■ **INFORMATION GIVEN**
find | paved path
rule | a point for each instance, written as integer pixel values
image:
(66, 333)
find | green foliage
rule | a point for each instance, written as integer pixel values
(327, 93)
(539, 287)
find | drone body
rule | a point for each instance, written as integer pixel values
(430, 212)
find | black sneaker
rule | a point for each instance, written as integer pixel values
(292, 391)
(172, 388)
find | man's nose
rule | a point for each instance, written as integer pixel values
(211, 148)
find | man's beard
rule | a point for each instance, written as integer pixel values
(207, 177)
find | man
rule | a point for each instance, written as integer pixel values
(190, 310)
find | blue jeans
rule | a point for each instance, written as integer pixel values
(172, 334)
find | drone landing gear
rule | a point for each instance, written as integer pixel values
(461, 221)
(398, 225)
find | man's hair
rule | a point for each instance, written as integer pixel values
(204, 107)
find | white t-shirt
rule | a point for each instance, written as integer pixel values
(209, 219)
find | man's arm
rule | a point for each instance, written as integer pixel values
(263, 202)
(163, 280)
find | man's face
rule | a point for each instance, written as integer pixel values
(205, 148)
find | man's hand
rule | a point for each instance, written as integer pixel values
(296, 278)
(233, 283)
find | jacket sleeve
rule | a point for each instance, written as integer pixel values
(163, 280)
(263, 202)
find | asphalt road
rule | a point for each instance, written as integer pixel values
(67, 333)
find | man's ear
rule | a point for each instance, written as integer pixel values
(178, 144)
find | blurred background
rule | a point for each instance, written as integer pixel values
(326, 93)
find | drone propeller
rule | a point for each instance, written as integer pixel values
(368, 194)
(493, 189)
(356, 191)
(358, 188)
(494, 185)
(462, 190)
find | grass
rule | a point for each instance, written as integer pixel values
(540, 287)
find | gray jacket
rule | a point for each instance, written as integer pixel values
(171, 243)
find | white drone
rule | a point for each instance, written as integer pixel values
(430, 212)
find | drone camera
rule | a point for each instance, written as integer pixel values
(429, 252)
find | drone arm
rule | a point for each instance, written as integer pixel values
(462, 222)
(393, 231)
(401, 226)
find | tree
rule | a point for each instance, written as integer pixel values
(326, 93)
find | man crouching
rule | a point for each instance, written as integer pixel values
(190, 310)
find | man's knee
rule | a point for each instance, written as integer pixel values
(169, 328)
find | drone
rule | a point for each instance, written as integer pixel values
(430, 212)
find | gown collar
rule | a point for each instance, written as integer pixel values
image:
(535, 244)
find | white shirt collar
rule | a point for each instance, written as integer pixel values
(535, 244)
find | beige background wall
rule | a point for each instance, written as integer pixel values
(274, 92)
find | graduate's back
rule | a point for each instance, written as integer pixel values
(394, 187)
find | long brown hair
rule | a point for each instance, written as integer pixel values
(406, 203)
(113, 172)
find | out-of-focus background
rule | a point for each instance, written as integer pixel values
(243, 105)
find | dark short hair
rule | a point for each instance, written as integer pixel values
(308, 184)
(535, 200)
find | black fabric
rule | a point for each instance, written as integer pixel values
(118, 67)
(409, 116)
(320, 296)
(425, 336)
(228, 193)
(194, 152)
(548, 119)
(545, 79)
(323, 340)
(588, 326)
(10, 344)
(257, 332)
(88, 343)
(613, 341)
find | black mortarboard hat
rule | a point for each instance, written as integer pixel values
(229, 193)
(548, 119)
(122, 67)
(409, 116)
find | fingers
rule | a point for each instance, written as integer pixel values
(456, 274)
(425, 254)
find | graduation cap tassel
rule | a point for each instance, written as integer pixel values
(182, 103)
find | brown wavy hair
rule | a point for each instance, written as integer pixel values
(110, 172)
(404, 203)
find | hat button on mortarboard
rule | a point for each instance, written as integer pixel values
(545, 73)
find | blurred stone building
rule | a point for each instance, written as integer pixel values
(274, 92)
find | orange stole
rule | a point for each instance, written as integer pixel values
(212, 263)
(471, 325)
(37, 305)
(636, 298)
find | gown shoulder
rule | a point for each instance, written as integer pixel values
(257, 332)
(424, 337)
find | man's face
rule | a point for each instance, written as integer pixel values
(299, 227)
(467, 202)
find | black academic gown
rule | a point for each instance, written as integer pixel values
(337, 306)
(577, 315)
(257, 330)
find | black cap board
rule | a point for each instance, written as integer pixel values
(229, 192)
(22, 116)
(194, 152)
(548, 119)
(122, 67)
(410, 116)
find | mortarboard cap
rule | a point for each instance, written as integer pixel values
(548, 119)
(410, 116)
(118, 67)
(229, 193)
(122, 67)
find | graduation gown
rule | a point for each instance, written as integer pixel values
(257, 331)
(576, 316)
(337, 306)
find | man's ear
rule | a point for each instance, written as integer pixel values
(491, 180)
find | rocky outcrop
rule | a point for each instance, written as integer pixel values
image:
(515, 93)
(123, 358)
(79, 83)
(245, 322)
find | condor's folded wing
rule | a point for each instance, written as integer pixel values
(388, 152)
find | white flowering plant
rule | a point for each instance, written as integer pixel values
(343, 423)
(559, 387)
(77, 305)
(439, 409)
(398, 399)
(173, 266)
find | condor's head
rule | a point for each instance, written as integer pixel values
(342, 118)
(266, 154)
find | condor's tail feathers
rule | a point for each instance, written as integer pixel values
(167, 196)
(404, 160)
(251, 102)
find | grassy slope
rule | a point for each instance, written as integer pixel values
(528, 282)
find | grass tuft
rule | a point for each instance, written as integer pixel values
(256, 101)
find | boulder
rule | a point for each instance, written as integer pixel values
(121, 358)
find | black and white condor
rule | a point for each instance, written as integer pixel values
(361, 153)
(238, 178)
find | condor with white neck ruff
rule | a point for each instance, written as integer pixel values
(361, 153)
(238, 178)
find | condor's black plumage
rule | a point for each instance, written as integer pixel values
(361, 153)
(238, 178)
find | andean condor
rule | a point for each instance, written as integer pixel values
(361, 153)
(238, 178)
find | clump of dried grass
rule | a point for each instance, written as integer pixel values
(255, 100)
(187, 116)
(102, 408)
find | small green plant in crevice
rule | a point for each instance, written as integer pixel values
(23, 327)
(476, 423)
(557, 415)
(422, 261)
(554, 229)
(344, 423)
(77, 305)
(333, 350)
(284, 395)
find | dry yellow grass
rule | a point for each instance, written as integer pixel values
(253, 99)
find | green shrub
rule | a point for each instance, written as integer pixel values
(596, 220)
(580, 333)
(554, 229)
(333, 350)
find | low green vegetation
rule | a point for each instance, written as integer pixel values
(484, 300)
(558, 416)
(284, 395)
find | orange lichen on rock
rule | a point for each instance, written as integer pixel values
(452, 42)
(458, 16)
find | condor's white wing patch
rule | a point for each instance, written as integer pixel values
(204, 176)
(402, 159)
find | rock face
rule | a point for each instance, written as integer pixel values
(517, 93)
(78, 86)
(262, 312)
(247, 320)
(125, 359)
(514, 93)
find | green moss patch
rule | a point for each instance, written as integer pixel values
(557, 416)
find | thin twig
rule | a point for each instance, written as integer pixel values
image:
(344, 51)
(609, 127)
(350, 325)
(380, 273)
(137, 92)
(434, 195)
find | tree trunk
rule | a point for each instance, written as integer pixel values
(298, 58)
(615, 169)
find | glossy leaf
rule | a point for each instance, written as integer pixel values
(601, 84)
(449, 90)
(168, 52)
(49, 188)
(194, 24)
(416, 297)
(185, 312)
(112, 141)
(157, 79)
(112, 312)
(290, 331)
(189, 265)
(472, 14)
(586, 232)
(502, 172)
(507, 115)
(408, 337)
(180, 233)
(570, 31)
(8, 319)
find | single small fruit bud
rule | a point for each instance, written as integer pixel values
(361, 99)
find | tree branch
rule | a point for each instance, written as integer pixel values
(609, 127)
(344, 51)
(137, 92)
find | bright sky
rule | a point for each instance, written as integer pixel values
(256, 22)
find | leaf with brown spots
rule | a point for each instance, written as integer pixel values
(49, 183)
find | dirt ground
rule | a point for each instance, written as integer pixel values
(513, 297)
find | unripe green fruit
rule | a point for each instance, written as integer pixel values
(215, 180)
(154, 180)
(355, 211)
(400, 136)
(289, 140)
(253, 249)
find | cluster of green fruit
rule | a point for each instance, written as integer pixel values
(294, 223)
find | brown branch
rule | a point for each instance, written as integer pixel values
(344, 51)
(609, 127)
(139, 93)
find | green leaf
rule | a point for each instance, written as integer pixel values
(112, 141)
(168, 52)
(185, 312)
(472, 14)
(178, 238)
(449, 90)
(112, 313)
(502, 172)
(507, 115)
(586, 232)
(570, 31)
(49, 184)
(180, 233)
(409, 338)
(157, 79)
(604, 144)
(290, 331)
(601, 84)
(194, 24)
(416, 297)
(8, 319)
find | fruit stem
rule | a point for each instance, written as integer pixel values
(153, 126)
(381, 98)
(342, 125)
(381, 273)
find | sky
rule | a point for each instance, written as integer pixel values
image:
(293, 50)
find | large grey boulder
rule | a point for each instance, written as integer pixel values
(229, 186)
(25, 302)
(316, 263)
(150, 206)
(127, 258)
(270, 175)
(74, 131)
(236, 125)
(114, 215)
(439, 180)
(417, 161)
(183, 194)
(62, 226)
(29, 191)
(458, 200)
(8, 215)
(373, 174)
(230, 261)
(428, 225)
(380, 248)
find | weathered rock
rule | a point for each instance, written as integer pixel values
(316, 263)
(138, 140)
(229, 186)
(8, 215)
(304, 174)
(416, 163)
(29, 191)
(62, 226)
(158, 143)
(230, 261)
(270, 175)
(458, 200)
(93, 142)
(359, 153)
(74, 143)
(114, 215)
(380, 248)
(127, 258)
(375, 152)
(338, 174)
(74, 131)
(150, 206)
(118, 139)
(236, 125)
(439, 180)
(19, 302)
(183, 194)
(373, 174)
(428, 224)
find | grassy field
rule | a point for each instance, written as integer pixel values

■ **EXERCISE**
All lines in the data above from the one with "find | drone body" through the one with "find | man's beard" must be repeated exactly, and no others.

■ **YOUR RESPONSE**
find | drone body
rule | a point for each instance, written as integer pixel values
(430, 212)
find | black sneaker
rule | a point for each instance, written as integer pixel values
(292, 391)
(172, 388)
find | man's nose
rule | a point for each instance, written as integer pixel values
(211, 148)
find | man's beard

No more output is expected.